** Problem description **
Every entry below must be reproduced exactly.

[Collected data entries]
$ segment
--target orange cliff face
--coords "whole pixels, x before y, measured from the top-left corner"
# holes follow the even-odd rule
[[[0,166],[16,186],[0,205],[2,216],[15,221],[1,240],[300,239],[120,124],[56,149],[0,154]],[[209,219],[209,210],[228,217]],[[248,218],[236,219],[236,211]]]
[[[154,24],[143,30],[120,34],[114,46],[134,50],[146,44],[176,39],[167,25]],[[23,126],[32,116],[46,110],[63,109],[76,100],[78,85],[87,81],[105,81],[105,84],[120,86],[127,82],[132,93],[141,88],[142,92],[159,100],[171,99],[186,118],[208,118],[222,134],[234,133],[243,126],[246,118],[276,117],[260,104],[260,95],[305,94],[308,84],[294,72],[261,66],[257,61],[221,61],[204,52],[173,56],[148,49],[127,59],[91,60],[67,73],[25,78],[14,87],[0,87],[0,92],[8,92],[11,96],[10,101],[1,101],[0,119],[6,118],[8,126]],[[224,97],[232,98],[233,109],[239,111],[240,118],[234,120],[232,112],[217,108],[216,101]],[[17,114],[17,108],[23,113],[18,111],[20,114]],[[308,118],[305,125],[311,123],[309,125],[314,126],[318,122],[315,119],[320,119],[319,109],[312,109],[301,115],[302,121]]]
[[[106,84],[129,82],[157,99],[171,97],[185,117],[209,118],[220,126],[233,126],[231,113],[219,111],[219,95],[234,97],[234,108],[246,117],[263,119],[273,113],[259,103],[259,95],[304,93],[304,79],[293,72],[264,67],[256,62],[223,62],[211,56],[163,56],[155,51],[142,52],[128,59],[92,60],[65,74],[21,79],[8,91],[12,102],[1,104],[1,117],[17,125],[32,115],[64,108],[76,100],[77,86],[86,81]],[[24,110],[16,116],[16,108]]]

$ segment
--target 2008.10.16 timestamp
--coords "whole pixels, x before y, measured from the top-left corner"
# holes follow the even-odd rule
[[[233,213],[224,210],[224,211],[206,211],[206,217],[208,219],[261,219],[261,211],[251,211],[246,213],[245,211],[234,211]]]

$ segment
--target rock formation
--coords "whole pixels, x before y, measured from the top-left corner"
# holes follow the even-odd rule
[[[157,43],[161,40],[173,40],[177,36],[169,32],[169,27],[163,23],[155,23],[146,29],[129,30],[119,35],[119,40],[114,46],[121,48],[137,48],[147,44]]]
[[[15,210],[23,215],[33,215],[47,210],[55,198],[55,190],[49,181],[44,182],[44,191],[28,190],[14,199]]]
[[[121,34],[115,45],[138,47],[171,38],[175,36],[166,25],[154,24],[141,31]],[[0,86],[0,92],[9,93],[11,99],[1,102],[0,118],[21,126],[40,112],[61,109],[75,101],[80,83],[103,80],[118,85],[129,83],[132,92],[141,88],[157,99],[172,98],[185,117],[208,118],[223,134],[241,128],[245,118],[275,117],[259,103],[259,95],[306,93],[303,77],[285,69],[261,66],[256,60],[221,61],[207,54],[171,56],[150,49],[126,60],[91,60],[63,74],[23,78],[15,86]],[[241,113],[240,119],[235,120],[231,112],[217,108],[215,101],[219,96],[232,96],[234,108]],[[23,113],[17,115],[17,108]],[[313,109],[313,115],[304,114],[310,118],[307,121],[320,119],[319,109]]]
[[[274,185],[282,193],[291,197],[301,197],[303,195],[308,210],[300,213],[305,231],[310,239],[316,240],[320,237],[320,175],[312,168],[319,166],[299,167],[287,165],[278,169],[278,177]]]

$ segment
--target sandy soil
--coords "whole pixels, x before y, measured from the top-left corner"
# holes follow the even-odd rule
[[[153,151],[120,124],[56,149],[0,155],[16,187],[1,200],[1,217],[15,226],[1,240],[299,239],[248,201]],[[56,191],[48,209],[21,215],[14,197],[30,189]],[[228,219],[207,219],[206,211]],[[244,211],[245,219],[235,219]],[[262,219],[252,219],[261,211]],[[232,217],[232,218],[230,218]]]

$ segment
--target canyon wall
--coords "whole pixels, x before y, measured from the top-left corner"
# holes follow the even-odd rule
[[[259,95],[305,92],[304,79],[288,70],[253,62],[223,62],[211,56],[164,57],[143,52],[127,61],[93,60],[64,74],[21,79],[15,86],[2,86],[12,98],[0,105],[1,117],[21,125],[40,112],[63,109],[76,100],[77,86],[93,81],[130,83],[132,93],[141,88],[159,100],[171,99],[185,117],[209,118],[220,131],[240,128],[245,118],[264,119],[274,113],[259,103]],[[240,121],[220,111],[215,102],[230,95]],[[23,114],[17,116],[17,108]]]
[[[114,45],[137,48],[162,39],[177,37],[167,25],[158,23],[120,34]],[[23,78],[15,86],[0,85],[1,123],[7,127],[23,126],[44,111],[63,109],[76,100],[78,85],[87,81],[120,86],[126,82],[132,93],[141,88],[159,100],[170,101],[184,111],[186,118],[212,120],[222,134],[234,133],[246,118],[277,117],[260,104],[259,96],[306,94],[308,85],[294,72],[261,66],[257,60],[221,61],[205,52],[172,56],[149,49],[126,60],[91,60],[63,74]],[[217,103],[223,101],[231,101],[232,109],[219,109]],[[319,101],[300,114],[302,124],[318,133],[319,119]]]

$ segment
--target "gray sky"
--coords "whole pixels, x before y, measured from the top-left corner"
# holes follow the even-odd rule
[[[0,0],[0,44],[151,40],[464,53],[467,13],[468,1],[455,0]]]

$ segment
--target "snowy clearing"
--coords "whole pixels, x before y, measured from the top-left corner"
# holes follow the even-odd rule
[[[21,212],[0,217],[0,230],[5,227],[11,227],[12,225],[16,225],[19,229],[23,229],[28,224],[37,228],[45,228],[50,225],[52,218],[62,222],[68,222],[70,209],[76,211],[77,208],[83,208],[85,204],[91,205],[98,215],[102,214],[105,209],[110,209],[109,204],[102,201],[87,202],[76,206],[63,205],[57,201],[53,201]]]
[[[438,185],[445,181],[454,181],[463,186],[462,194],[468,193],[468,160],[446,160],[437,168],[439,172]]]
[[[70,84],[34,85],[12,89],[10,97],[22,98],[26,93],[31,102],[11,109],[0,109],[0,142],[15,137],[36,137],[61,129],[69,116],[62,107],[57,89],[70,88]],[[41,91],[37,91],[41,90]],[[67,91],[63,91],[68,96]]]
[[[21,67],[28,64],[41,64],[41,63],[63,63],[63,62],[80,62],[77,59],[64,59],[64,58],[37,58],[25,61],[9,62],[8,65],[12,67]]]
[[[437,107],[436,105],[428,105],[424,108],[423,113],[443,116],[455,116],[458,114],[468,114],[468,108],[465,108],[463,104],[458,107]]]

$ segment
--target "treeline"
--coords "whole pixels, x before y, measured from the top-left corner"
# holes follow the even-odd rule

** Exercise output **
$ segment
--target orange cliff face
--coords "whole pixels, x before y, measured from the top-left corner"
# holes follow the even-odd rule
[[[0,166],[16,186],[0,205],[2,216],[15,221],[1,240],[300,239],[120,124],[56,149],[0,154]],[[209,219],[209,210],[228,217]],[[248,218],[236,219],[236,211]]]
[[[154,24],[143,30],[120,34],[114,46],[134,50],[146,44],[176,39],[167,25]],[[23,126],[32,116],[46,110],[63,109],[76,100],[78,85],[87,81],[105,81],[105,84],[120,86],[127,82],[132,93],[141,88],[142,92],[159,100],[171,99],[186,118],[208,118],[222,134],[234,133],[243,126],[246,118],[276,117],[260,104],[260,95],[305,94],[308,84],[294,72],[261,66],[257,61],[221,61],[204,52],[173,56],[148,49],[127,59],[91,60],[67,73],[25,78],[14,87],[0,87],[0,92],[8,92],[11,96],[10,101],[1,101],[0,119],[6,118],[8,126]],[[224,97],[232,98],[233,109],[239,111],[240,118],[234,120],[232,112],[217,108],[216,101]],[[17,114],[17,108],[23,113],[18,111],[20,114]],[[308,118],[305,125],[311,123],[309,125],[314,126],[318,122],[315,119],[320,119],[319,109],[312,109],[301,115],[302,121]]]
[[[106,84],[129,82],[157,99],[171,97],[185,117],[209,118],[220,126],[233,126],[231,113],[219,111],[219,95],[234,97],[234,108],[246,117],[263,119],[273,113],[259,103],[259,95],[304,93],[304,79],[293,72],[264,67],[256,62],[223,62],[211,56],[163,56],[155,51],[142,52],[128,59],[92,60],[65,74],[21,79],[8,91],[12,102],[1,104],[1,117],[17,125],[32,115],[64,108],[76,100],[77,86],[86,81]],[[24,110],[16,116],[16,108]]]

$ segment
--target 2008.10.16 timestamp
--coords "whole pixels, x before y, measured from the top-left corner"
# holes follow the even-odd rule
[[[233,213],[224,210],[224,211],[206,211],[206,217],[208,219],[261,219],[261,211],[251,211],[246,213],[245,211],[234,211]]]

$ segment
--target rock formation
--coords "whole pixels, x before y, measured from the top-left corner"
# holes follow the even-odd rule
[[[157,43],[161,40],[173,40],[177,36],[169,32],[169,27],[163,23],[155,23],[146,29],[129,30],[119,35],[119,40],[114,46],[121,48],[137,48],[147,44]]]
[[[15,210],[23,215],[33,215],[47,210],[55,198],[55,190],[49,181],[44,182],[44,191],[28,190],[14,199]]]
[[[121,34],[115,45],[138,47],[171,38],[175,36],[166,25],[154,24],[141,31]],[[0,86],[0,92],[9,93],[11,99],[1,102],[0,118],[21,126],[40,112],[61,109],[75,101],[80,83],[103,80],[118,85],[129,83],[132,92],[141,88],[157,99],[172,98],[185,117],[208,118],[223,134],[241,128],[245,118],[275,117],[259,103],[259,95],[306,93],[303,77],[285,69],[261,66],[256,60],[221,61],[207,54],[171,56],[150,49],[126,60],[91,60],[63,74],[23,78],[15,86]],[[241,113],[240,119],[235,120],[231,112],[217,108],[215,101],[219,96],[232,96],[234,108]],[[23,113],[17,115],[17,108]],[[313,109],[313,115],[304,114],[310,118],[307,121],[320,119],[319,109]]]
[[[274,185],[282,193],[291,197],[301,197],[303,195],[308,210],[300,213],[305,231],[310,239],[316,240],[320,237],[320,175],[312,168],[319,166],[299,167],[287,165],[278,169],[278,177]]]

$ segment
--target sandy soil
--coords "whole pixels, x before y, measured from the top-left corner"
# holes follow the even-odd rule
[[[153,151],[120,124],[56,149],[0,155],[16,187],[1,200],[1,217],[15,226],[1,240],[299,239],[248,201]],[[56,191],[48,209],[21,215],[14,197],[30,189]],[[228,219],[207,219],[206,211]],[[244,211],[245,219],[235,219]],[[262,219],[252,219],[261,211]],[[232,217],[232,218],[230,218]]]

$ segment
--target canyon wall
--coords "whole pixels, x before y, measured from the top-left corner"
# holes follow the even-odd rule
[[[259,95],[305,92],[304,79],[288,70],[253,62],[223,62],[211,56],[164,57],[143,52],[127,61],[93,60],[64,74],[21,79],[15,86],[2,86],[12,98],[0,105],[1,117],[21,125],[40,112],[63,109],[76,100],[77,86],[93,81],[130,83],[132,93],[141,88],[159,100],[171,99],[185,117],[209,118],[220,131],[240,128],[245,118],[264,119],[274,113],[259,103]],[[240,121],[220,111],[215,102],[230,95]],[[23,114],[17,116],[17,108]]]
[[[114,45],[137,48],[162,39],[177,37],[167,25],[158,23],[120,34]],[[23,78],[15,86],[0,85],[1,123],[7,127],[23,126],[44,111],[63,109],[76,100],[78,85],[87,81],[120,86],[126,82],[132,93],[141,88],[159,100],[170,101],[184,111],[186,118],[212,120],[222,134],[234,133],[246,118],[277,117],[260,104],[259,96],[306,94],[308,85],[294,72],[261,66],[257,60],[221,61],[205,52],[172,56],[149,49],[126,60],[91,60],[63,74]],[[217,103],[223,101],[231,101],[232,109],[219,109]],[[319,101],[300,114],[302,124],[318,133],[319,119]]]

$ segment
--target "gray sky"
--coords "whole pixels, x before y, measured from the top-left corner"
# holes follow the even-odd rule
[[[0,0],[0,44],[151,40],[464,53],[467,13],[468,1],[455,0]]]

$ segment
--target "snowy clearing"
--coords "whole pixels, x before y, measured from the top-left corner"
# holes follow the even-odd rule
[[[21,212],[0,217],[0,230],[5,227],[11,227],[12,225],[16,225],[19,229],[23,229],[28,224],[37,228],[45,228],[50,225],[52,218],[62,222],[68,222],[70,209],[76,211],[77,208],[83,208],[85,204],[91,205],[98,215],[102,214],[105,209],[110,209],[109,204],[102,201],[87,202],[76,206],[63,205],[57,201],[53,201]]]
[[[438,185],[445,181],[454,181],[463,186],[462,194],[468,193],[468,160],[446,160],[437,168],[439,172]]]
[[[70,84],[34,85],[12,89],[10,97],[22,98],[26,93],[31,102],[11,109],[0,109],[0,142],[15,137],[36,137],[61,129],[69,116],[62,107],[57,89],[70,88]],[[41,91],[37,91],[41,90]],[[67,91],[63,91],[68,96]]]
[[[21,67],[28,64],[41,64],[41,63],[63,63],[63,62],[80,62],[77,59],[64,59],[64,58],[37,58],[25,61],[9,62],[8,65],[12,67]]]
[[[437,107],[436,105],[428,105],[424,108],[423,113],[443,116],[455,116],[458,114],[468,114],[468,108],[465,108],[463,104],[458,107]]]

$ segment
--target "treeline"
--coords "whole pixels, x before y, measured from the top-left corner"
# holes follow the even-odd rule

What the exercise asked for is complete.